> _Data_:

──────────────────────────────

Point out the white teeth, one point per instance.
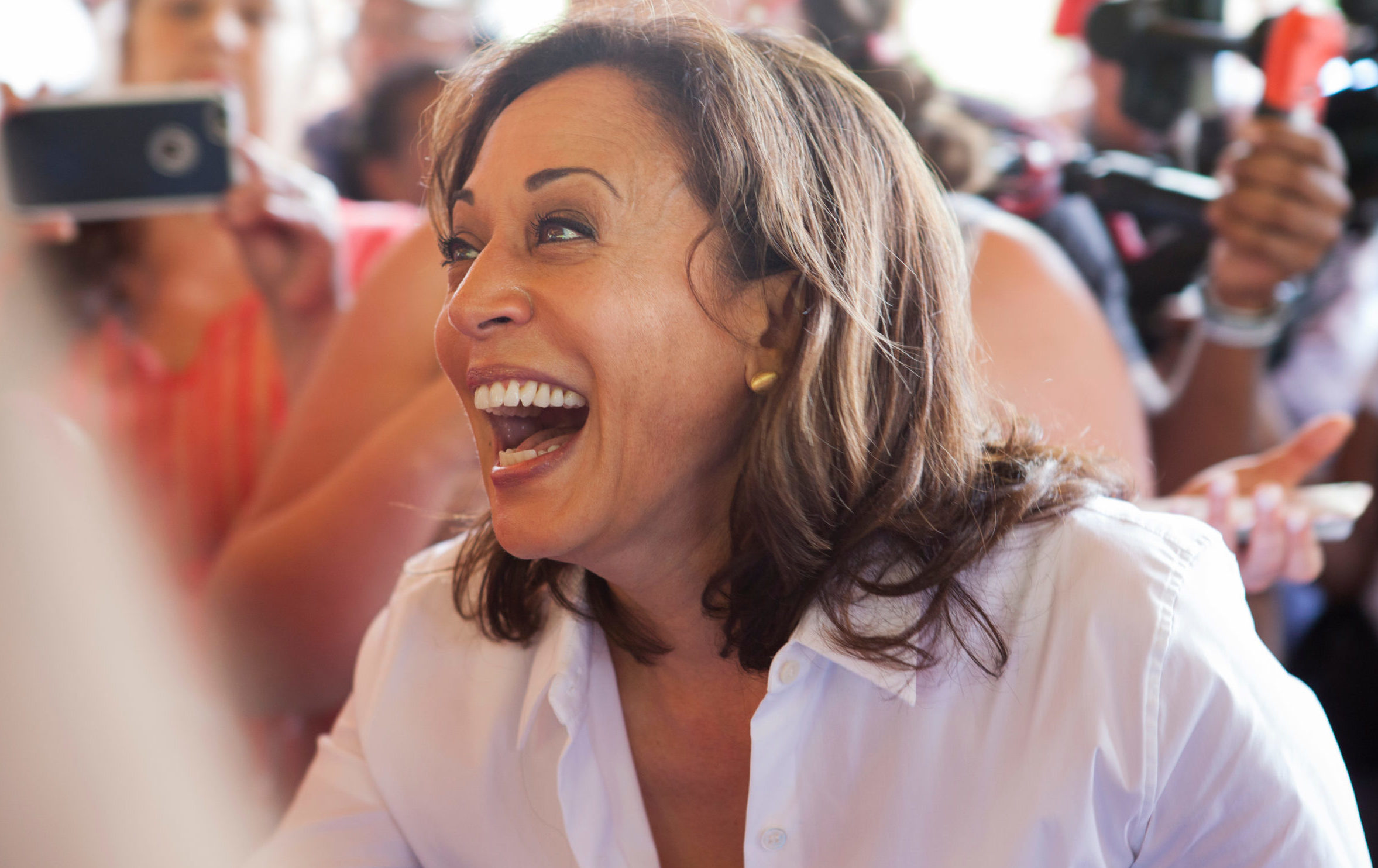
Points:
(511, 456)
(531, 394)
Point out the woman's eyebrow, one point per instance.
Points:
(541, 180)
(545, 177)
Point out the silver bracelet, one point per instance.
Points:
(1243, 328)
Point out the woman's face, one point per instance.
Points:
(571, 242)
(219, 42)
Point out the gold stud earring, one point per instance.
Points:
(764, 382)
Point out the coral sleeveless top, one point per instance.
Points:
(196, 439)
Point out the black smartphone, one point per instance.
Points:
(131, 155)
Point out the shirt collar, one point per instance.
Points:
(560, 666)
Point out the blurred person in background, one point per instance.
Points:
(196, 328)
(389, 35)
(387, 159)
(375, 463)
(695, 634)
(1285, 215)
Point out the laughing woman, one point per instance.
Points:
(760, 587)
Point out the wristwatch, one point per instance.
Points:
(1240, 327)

──────────────────────────────

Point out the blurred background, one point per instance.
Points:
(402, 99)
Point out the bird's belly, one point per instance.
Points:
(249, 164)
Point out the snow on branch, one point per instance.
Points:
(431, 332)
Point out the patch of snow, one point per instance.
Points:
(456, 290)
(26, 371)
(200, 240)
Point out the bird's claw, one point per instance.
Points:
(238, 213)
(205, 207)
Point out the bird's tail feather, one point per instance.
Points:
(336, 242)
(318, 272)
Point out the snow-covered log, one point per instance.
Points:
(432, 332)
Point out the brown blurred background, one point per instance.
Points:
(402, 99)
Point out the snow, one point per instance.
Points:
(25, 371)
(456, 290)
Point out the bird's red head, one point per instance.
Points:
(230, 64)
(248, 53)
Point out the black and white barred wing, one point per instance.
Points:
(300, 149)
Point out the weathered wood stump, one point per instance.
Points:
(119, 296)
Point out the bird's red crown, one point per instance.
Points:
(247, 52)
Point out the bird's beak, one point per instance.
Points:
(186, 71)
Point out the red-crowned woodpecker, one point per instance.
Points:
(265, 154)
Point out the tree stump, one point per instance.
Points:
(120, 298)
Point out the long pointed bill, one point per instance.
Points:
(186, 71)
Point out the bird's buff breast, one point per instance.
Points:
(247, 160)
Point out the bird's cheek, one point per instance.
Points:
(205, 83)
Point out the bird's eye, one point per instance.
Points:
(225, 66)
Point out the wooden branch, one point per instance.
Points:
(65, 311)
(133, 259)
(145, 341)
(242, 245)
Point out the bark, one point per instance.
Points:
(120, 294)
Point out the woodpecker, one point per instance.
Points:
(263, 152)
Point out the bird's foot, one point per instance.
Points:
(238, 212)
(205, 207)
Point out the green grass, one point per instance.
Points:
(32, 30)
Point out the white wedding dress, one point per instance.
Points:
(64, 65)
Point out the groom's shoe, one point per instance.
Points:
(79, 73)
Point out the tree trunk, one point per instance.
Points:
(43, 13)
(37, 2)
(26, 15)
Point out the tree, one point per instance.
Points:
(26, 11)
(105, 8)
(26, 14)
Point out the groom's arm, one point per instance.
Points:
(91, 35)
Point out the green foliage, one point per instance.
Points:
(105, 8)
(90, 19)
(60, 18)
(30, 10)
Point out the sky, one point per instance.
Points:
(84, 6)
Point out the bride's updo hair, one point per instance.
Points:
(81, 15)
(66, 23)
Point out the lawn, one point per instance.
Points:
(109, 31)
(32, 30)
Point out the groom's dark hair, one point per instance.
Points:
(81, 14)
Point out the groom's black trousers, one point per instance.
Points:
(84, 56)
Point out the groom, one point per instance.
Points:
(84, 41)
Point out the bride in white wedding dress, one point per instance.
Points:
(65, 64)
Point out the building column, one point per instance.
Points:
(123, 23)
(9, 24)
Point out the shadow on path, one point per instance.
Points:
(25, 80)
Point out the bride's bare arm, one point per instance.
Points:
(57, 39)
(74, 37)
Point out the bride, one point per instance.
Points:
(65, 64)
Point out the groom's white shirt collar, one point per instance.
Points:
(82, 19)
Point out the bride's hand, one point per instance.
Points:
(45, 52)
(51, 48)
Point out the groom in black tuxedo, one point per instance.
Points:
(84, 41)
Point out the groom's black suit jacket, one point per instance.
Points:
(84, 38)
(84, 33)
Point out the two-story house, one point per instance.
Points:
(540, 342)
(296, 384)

──────────────────────────────

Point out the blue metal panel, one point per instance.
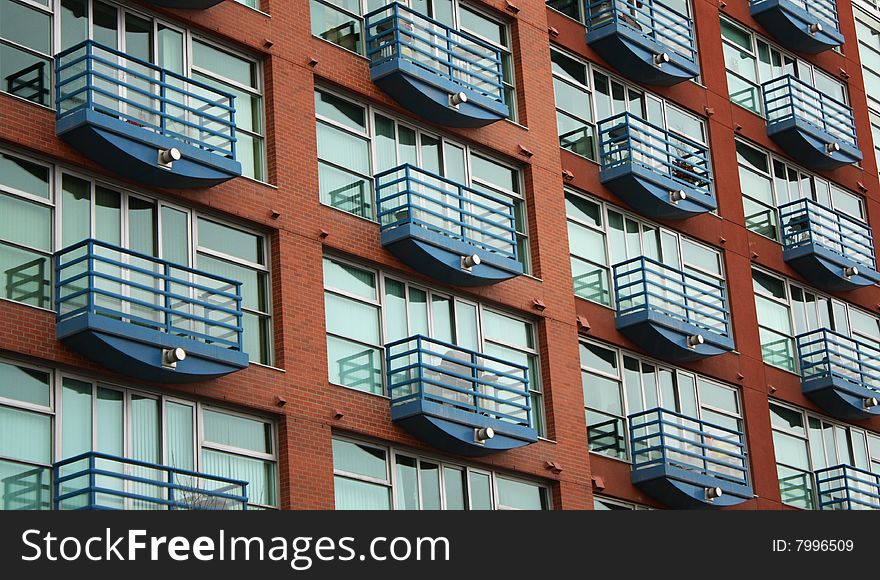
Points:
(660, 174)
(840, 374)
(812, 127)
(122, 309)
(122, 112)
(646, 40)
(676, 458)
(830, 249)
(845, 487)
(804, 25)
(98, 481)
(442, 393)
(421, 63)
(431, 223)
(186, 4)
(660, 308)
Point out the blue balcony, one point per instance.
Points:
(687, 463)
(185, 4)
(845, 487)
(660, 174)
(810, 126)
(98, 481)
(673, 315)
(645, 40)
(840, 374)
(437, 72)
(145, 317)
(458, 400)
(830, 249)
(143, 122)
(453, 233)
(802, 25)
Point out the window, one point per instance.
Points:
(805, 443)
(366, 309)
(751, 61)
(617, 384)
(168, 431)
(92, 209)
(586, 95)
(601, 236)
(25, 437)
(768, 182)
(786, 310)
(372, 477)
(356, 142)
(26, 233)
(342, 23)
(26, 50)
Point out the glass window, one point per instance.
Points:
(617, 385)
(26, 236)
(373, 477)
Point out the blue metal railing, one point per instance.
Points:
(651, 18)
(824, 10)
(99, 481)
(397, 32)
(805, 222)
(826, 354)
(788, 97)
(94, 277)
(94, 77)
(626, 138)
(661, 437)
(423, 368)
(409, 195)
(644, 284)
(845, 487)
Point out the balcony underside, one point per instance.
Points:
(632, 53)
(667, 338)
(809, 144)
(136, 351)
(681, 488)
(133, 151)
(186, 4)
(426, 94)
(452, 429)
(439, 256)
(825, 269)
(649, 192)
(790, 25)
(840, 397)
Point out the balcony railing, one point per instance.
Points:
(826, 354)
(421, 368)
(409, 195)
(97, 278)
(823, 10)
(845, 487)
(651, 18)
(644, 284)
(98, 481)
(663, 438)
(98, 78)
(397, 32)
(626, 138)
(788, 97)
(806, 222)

──────────────────────────────

> _What needs to be done_:
Scan the data above. Return every line with "bride" in it.

> _Exercise answer_:
Point out the bride's updo hair, one point per instance.
Point out the bride in white wedding dress, one point per instance.
Point out the bride's bare arm, one point per instance.
Point out the bride, one point per instance.
Point out the bride's hand, one point per instance.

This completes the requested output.